• _Required work_
Copy the lines exactly as they appear, starting with the first line of the records and ending with the line that contains "POINT: one per instance on the bird's head".

• _Point-per-instance localization data_
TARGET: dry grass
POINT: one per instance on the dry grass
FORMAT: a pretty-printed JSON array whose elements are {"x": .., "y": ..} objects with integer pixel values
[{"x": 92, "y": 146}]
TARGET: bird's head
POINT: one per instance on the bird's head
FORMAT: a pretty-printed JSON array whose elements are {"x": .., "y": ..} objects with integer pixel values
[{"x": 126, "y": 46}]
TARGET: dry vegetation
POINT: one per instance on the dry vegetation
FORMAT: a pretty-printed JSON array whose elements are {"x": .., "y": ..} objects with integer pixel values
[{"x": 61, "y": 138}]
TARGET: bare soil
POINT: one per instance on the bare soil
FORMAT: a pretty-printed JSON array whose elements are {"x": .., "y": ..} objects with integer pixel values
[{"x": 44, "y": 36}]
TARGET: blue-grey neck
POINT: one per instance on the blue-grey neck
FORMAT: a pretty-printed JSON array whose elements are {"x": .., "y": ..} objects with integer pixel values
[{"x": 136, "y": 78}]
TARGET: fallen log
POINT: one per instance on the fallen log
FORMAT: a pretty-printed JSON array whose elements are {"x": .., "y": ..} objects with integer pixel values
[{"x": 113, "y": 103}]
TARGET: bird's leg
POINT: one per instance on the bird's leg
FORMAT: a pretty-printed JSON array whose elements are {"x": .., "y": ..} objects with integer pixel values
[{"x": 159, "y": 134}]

• _Answer space_
TARGET: dry grass
POINT: one per instance on the dry grass
FORMAT: a pretty-printed JSON array whose elements are {"x": .., "y": ..} objects with integer pixel values
[{"x": 92, "y": 146}]
TARGET: bird's head
POINT: one per instance on the bird's head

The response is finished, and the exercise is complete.